● **Text section**
** START **

19. In July 2013 an investigator from the General Inspectorate of the Ministry of the Interior also questioned the police station guards, who confirmed that M.M. had left the police building calmly and freely, without showing any signs of injuries or distress. He also obtained video footage taken by the cameras at the entrance to the building. An examination of the recordings revealed that M.M. had entered and exited the building without showing any signs of distress. Experts who had taken M.M.’s urine sample for the drug test (see paragraph 7 above) also noted that he had not exhibited any signs of injury or anxiety.

20. On 18 September 2013, noting the submissions made by M.M.’s family “about the possible link between his questioning by the police on 5 July 2013 and the suicide the following day”, the Deputy Chief Prosecutor assigned the criminal investigation to the Investigations Department of the Chief Prosecutor’s Office.

21. On 11 November 2013 M.P., the applicant’s neighbour, gave a statement to the prosecutor noting that she had visited the applicant and M.M. in the evening of 5 July 2013. She stated, among other things, that in response to her question about whether the police had beaten him M.M. had “replied that he had given the statement voluntarily as the police had put before him incontrovertible facts, such as covert recordings of his and G.M.’s conversations.”

22. In December 2013 the prosecutor questioned M.M.’s colleagues (G.Ba., G.Bi., T.Kh., M.K. and E.B.). They noted that on the evening after his questioning M.M. had returned to the garage repair workshop in a rather anxious state and had told them that he had been beaten by the policemen, who had forced him to give a statement incriminating G.M. They all indicated that there had been no signs of injuries on his visible body parts. G.Ba. stated that on 6 July 2013, when the applicant had asked for his help in searching for her husband she had told him that M.M. had barely slept the night following his questioning as he “had been made to sign a statement against” G.M.; he had told her that “he could not live with the name [of someone who had testified against his own friend].” After that, M.M. had called him and told him that he could not live with a “disgraced” name and that he had made an unsuccessful attempt to drown himself in the Tbilisi Sea and was now planning on hanging himself instead. The police had been called, but it had taken some time for the officers to locate them as they had been unable to give the exact address of their location.

** END **

● **Records provided**
** START **

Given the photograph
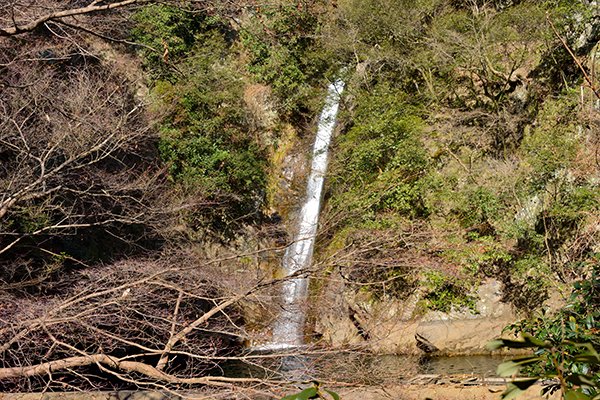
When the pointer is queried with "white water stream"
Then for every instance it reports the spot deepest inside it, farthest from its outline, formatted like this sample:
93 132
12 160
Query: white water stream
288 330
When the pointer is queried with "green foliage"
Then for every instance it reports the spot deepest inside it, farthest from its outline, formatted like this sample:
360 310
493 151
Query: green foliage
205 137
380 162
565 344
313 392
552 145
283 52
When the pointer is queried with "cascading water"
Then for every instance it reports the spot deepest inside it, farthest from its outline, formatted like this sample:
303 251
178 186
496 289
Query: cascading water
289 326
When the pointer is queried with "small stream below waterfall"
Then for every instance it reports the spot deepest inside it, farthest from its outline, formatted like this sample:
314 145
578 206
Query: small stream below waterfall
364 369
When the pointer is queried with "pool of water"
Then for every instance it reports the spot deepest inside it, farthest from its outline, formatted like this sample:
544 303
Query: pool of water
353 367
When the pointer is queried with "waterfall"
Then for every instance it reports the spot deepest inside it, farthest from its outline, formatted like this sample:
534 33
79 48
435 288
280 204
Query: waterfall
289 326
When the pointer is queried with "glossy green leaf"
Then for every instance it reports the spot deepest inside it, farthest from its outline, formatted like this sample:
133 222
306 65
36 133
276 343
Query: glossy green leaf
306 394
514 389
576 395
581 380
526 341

** END **

Please transcribe part of the case excerpt, starting at the words "20. On 18 September 2013, noting" and ending after "Chief Prosecutor’s Office.". The entries come from a separate source.

● **Finished task**
20. On 18 September 2013, noting the submissions made by M.M.’s family “about the possible link between his questioning by the police on 5 July 2013 and the suicide the following day”, the Deputy Chief Prosecutor assigned the criminal investigation to the Investigations Department of the Chief Prosecutor’s Office.